» **Selected excerpt**
▼
HighDots Forums  

OT: extract data from PDF's

alt.html alt.html


Discuss OT: extract data from PDF's in the alt.html forum.



Reply
 
Thread Tools Display Modes
  #1  
Old   
Spartanicus
 
Posts: n/a

Default OT: extract data from PDF's - 02-06-2004 , 11:11 AM






Can anyone recommend a tool to extract the data from PDF's (other than
Acrobat)?

--
Spartanicus

Reply With Quote
  #2  
Old   
Paul Furman
 
Posts: n/a

Default Re: OT: extract data from PDF's - 02-06-2004 , 11:19 AM






Automatically with php, manually with the select or text tools in
acrobat. http://us3.php.net/manual/en/ref.pdf.php

Spartanicus wrote:

Quote:
Can anyone recommend a tool to extract the data from PDF's (other than
Acrobat)?



Reply With Quote
  #3  
Old   
Marc Nadeau
 
Posts: n/a

Default Re: OT: extract data from PDF's - 02-06-2004 , 09:24 PM



Spartanicus a écrit:

Quote:
Can anyone recommend a tool to extract the data from PDF's (other than
Acrobat)?

There is a command line utility called pdftohtml at

http://pdftohtml.sourceforge.net/

It works in windows and linux.

You may have to compile the source.

I tried it and it works.

Bonne chance!
▲
» **Recorded data**
▼
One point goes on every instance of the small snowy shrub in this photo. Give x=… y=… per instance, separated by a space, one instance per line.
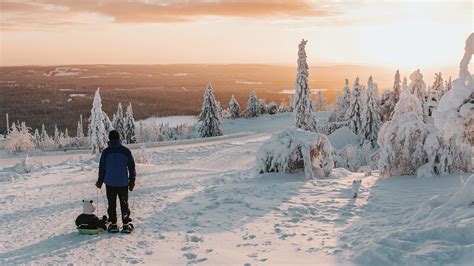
▲
» **Required actions**
1 – List the names of everyone who posted in the PDF extraction thread.
2 – Please state which operating systems pdftohtml works in, according to the PDF extraction thread.

» **Solutions in order**
1 –
Spartanicus
Paul Furman
Marc Nadeau

2 – It works in Windows and Linux.